_Selection_.

◆ ◆ ◆ ◆

ADAM It’s true. It felt like an archetype.

BROOM In that he leads the bad guys to the secret place in the forest and betrays his tribe. But here he is one of the tribe, unlike in Avatar. Avatar is more interesting than this.

BETH I thought this was pretty dull, except that the action sequences were well done.

ADAM Oh, come on. Come on, everyone! Didn’t this touch your heart?

BETH Not that much.

ADAM No?

BROOM This was like my least favorite in a while. That’s where I’m coming from.

ADAM What? What??

BROOM I was sleepier this time than usual, but yes.

BETH It looked like you were about to fall asleep for most of it.

BROOM I was waiting for something to be meaningful to me but it felt totally synthetic.

ADAM I was very touched by the rank sentimentality of this movie.

BETH I think it must be your mood or something.

BROOM The opening, the stuff about his parents dying, I was willing to take that as something. But all the Sonic The Hedgehog stuff, I felt distant from it.

BETH I enjoyed the Sonic The Hedgehog stuff! That was fun to watch.

ADAM I mean, like… yes, we keep seeing the same movie over and over again, everyone, that’s true. In Pocahontas, she went away with him at the end, but basically the same concept.

BETH I actually liked the woman here; I thought that she had…

ADAM She had a goofy personality.

BETH And she looked kind of like Maggie Gyllenhaal.

MIKE But aren’t their weird button noses and pointed chins some kind of… bizarre Anglo-beauty?

ADAM They felt anime-ish.

BROOM They felt comic book fetish-ized, to me. Which is another way of saying the same thing.

ADAM But I enjoy that.

BROOM This one had more of that skeevy geek-sex veneer on it than any of them.

BETH Because of how Tarzan looked?

BROOM You know, there are certain lines on the physique that don’t really exist in real life, but they exist in people’s sex-minds. Something about the way his legs met his body wasn’t anatomically realistic but it certainly had fetish value. And that skeeves me. And the whole thing, even the Sonic The Hedgehog stuff, it’s got this amped-up synthetic quality.

◆ ◆ ◆ ◆

_Dataset entries_.
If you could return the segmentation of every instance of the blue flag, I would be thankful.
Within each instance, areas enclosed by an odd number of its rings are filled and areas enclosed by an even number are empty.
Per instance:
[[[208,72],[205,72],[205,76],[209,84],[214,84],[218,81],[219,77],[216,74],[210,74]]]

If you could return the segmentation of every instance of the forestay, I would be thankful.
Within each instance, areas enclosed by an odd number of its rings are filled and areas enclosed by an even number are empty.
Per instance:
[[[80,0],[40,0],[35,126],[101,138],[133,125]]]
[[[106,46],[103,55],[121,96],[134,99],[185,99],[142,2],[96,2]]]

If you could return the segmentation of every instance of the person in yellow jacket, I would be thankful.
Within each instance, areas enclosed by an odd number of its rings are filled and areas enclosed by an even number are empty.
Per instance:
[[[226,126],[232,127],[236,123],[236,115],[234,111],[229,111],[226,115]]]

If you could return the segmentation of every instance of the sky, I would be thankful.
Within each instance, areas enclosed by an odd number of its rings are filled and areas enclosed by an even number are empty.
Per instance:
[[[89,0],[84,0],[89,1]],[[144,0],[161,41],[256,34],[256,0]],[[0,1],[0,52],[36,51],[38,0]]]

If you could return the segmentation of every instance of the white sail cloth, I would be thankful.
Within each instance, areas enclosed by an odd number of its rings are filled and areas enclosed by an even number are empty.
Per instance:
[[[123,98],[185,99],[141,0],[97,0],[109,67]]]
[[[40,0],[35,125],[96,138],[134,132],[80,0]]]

◆ ◆ ◆ ◆

_Task list_.
1. In the film discussion, who does Beth say the woman looked kind of like?
2. Reproduce word for word the stretch of the records from the line containing "sky, I would be thankful." through the end of the records.
The film discussion and the records have no connection to each other.

_Answers below_.
1. Maggie Gyllenhaal.

2.
If you could return the segmentation of every instance of the sky, I would be thankful.
Within each instance, areas enclosed by an odd number of its rings are filled and areas enclosed by an even number are empty.
Per instance:
[[[89,0],[84,0],[89,1]],[[144,0],[161,41],[256,34],[256,0]],[[0,1],[0,52],[36,51],[38,0]]]

If you could return the segmentation of every instance of the white sail cloth, I would be thankful.
Within each instance, areas enclosed by an odd number of its rings are filled and areas enclosed by an even number are empty.
Per instance:
[[[123,98],[185,99],[141,0],[97,0],[109,67]]]
[[[40,0],[35,125],[96,138],[134,132],[80,0]]]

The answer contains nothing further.